▶ **WORK REQUIRED**
Restate the listing in full, keeping every word as it is.

▶ **GIVEN RECORDS**
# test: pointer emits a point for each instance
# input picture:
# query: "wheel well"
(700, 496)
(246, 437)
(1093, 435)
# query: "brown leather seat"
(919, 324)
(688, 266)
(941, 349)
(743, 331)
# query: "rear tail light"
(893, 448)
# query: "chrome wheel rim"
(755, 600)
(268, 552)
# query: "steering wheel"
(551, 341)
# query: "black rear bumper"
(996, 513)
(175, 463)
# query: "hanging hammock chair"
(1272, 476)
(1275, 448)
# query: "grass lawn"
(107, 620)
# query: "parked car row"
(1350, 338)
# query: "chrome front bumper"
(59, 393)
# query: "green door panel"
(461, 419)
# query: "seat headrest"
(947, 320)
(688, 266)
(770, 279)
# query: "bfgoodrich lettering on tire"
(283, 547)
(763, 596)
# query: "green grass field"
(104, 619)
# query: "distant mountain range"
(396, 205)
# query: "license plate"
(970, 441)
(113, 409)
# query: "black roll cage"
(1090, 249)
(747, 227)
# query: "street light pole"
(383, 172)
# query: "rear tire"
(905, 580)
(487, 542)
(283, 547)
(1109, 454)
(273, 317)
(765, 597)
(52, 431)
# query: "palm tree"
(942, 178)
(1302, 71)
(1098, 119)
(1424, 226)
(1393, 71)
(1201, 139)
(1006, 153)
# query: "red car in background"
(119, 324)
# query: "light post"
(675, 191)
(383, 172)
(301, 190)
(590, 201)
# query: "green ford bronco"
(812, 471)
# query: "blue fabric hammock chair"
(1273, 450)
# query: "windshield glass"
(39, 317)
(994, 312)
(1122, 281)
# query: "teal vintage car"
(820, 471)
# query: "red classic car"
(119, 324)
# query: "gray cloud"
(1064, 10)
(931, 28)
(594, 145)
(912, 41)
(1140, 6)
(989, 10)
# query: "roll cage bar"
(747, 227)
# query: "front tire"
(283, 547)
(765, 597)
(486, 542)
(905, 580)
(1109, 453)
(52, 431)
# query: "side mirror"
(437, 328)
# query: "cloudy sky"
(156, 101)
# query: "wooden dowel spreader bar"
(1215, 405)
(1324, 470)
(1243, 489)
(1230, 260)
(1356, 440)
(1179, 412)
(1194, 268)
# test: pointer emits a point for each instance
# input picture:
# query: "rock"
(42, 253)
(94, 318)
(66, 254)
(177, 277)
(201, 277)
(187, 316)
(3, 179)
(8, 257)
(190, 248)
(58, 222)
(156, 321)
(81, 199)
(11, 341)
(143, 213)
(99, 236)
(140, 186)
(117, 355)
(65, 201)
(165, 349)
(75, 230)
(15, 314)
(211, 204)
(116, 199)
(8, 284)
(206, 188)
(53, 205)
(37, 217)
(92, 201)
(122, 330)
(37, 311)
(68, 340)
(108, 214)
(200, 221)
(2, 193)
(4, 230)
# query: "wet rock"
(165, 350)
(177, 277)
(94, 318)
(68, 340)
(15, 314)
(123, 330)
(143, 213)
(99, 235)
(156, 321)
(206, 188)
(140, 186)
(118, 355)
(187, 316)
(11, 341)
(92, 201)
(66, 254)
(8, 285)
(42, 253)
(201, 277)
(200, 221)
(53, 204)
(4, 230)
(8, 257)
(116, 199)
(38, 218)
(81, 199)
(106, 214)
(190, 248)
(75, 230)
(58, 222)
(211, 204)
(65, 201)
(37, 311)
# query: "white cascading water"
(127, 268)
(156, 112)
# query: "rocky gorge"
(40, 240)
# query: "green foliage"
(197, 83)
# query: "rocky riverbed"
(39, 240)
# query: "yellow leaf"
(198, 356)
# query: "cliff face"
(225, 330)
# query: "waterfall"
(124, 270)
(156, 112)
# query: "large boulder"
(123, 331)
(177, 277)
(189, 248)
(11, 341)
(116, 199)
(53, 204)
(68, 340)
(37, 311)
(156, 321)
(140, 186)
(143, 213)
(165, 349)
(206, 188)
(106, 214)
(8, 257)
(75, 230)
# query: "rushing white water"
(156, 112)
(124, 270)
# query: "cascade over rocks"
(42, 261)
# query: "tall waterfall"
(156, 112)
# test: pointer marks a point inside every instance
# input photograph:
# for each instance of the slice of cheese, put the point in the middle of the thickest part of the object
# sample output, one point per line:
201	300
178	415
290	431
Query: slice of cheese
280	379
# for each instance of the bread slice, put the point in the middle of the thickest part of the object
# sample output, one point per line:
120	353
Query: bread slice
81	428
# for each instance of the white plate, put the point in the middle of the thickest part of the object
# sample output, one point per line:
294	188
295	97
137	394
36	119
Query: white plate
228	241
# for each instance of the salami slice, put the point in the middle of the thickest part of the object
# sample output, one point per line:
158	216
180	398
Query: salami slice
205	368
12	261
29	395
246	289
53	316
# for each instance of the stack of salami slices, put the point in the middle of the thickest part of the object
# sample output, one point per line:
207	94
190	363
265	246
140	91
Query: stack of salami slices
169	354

▶ **WRITTEN ANSWER**
# test: pointer emits a point for each instance
# input picture:
# query: "wheel well"
(700, 496)
(246, 437)
(1093, 435)
# query: "brown leather seat"
(919, 324)
(688, 266)
(941, 349)
(743, 331)
# query: "rear tail light"
(893, 448)
# query: "chrome wheel rim"
(755, 600)
(268, 552)
# query: "steering wheel"
(551, 341)
# query: "black rear bumper"
(996, 513)
(175, 463)
# query: "hanging hammock chair"
(1272, 476)
(1275, 448)
# query: "grass lawn"
(107, 620)
# query: "parked car row"
(1350, 338)
# query: "chrome front bumper"
(59, 393)
# query: "green door panel"
(461, 419)
# query: "seat headrest"
(947, 320)
(688, 266)
(770, 279)
# query: "bfgoodrich lettering on tire"
(283, 547)
(763, 596)
# query: "green grass field"
(104, 619)
# query: "distant mountain range"
(396, 205)
# query: "license plate"
(970, 441)
(113, 409)
# query: "black roll cage"
(1090, 249)
(747, 227)
# query: "street light pole"
(383, 172)
# query: "rear tire"
(905, 580)
(487, 542)
(283, 547)
(1109, 454)
(273, 317)
(765, 597)
(52, 431)
# query: "palm tree"
(942, 178)
(1302, 71)
(1098, 119)
(1424, 226)
(1393, 71)
(1201, 139)
(1006, 153)
# query: "red car in background"
(119, 324)
# query: "light post"
(675, 191)
(383, 172)
(301, 190)
(590, 201)
# query: "green ford bronco"
(812, 471)
# query: "blue fabric hammock chair"
(1273, 450)
# query: "windshield glass"
(39, 317)
(994, 312)
(1122, 281)
# query: "teal vintage car"
(820, 471)
# query: "red classic car"
(119, 324)
# query: "gray cloud"
(1064, 10)
(931, 28)
(594, 145)
(912, 41)
(1140, 6)
(989, 10)
# query: "roll cage bar"
(747, 227)
# query: "front tire"
(283, 547)
(765, 597)
(486, 542)
(905, 580)
(1109, 453)
(52, 431)
# query: "side mirror"
(437, 328)
# query: "cloudy sky"
(156, 101)
# query: "wooden dowel spreader bar"
(1215, 405)
(1324, 470)
(1243, 489)
(1230, 260)
(1356, 440)
(1179, 412)
(1194, 268)
# test: pointer emits a point for each instance
# input picture:
# query: "rock"
(42, 253)
(94, 318)
(66, 254)
(177, 277)
(201, 277)
(187, 316)
(3, 179)
(8, 257)
(190, 248)
(58, 222)
(156, 321)
(81, 199)
(11, 341)
(143, 213)
(99, 236)
(140, 186)
(117, 355)
(65, 201)
(165, 349)
(75, 230)
(15, 314)
(211, 204)
(116, 199)
(8, 284)
(206, 188)
(53, 205)
(37, 217)
(92, 201)
(122, 330)
(37, 311)
(68, 340)
(108, 214)
(200, 221)
(2, 193)
(4, 230)
# query: "wet rock"
(165, 350)
(177, 277)
(94, 318)
(68, 340)
(15, 314)
(123, 330)
(143, 213)
(99, 235)
(156, 321)
(206, 188)
(140, 186)
(118, 355)
(187, 316)
(11, 341)
(92, 201)
(66, 254)
(8, 285)
(42, 253)
(201, 277)
(200, 221)
(53, 204)
(4, 230)
(8, 257)
(116, 199)
(38, 218)
(81, 199)
(106, 214)
(190, 248)
(75, 230)
(58, 222)
(211, 204)
(65, 201)
(37, 311)
# query: "white cascading water"
(127, 268)
(156, 112)
# query: "rocky gorge"
(40, 240)
# query: "green foliage"
(197, 83)
# query: "rocky riverbed"
(39, 240)
# query: "yellow leaf"
(198, 356)
# query: "cliff face"
(225, 330)
# query: "waterfall"
(124, 270)
(156, 112)
# query: "large boulder"
(123, 331)
(177, 277)
(189, 248)
(11, 341)
(116, 199)
(53, 204)
(68, 340)
(37, 311)
(156, 321)
(140, 186)
(143, 213)
(165, 349)
(206, 188)
(106, 214)
(8, 257)
(75, 230)
# query: "rushing white water"
(156, 112)
(124, 270)
# query: "cascade over rocks"
(42, 261)
# query: "tall waterfall"
(156, 112)
# test: pointer marks a point inside every instance
# input photograph:
# for each instance of the slice of cheese, put the point in the middle of the thickest part of the object
# sample output, one point per line:
201	300
178	415
290	431
Query: slice of cheese
280	379
# for each instance of the bread slice, put the point in the middle of the thickest part of the object
# sample output, one point per line:
120	353
Query: bread slice
81	428
# for each instance of the white plate, put the point in the middle of the thickest part of the object
# sample output, one point per line:
294	188
295	97
137	394
36	119
Query: white plate
228	241
# for each instance of the salami slice, put the point in the middle of the thickest part of the object
# sample output, one point per line:
158	216
180	398
Query: salami slice
205	368
12	261
29	395
246	289
53	316
# for each instance of the stack of salami slices, put the point in the middle of the thickest part of the object
# sample output, one point per line:
207	94
190	363
265	246
140	91
Query: stack of salami slices
169	354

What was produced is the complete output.